* BEGIN Given data *

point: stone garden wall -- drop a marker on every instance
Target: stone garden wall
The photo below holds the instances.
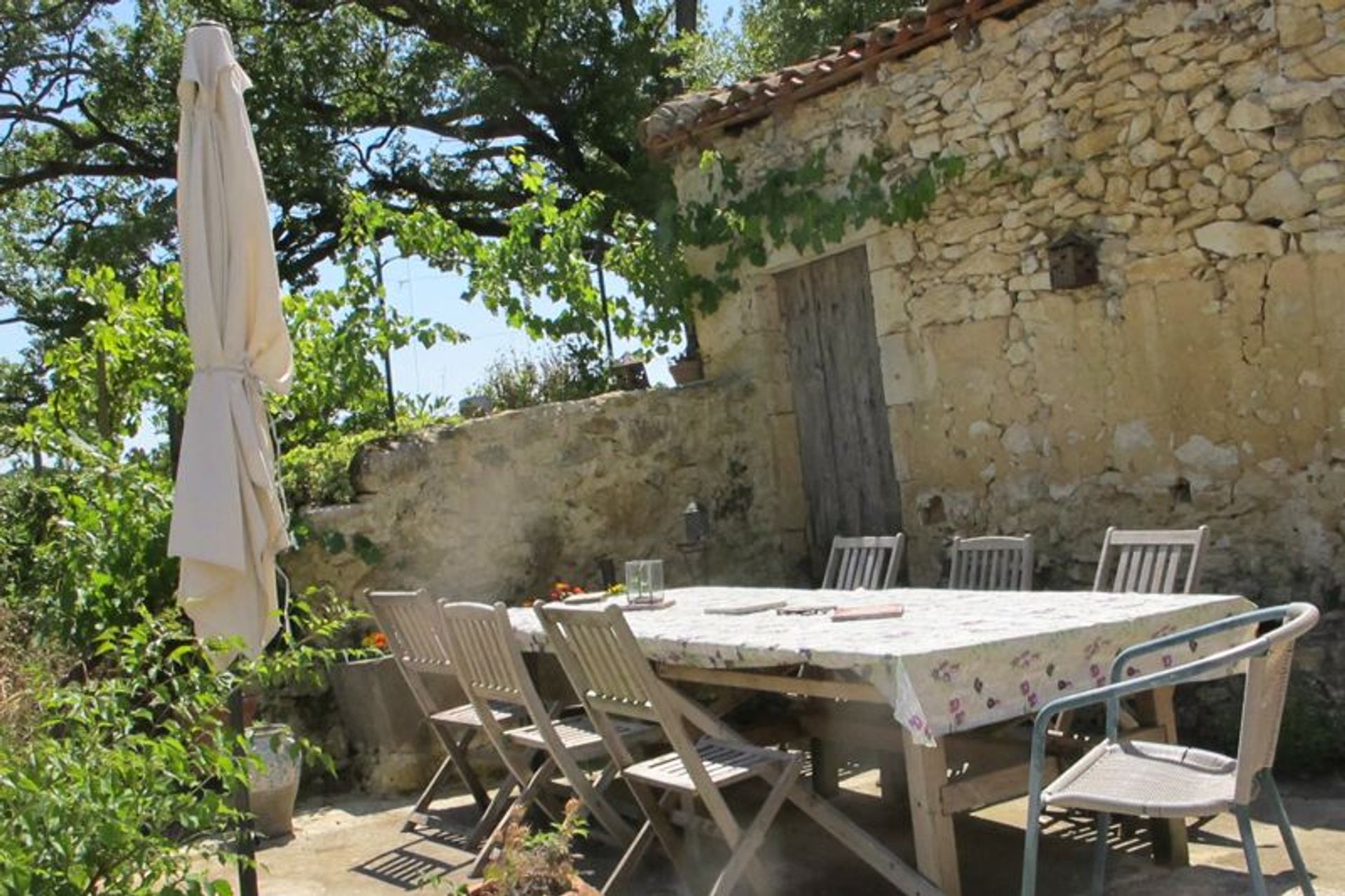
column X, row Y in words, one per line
column 1200, row 382
column 497, row 509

* END Given data *

Written task:
Reproduce the lines above word for word, omitting the picture.

Output below:
point: stone garden wall -- drop a marker on every instance
Target: stone garden wall
The photo below holds the instances.
column X, row Y in words, one per line
column 1200, row 382
column 497, row 509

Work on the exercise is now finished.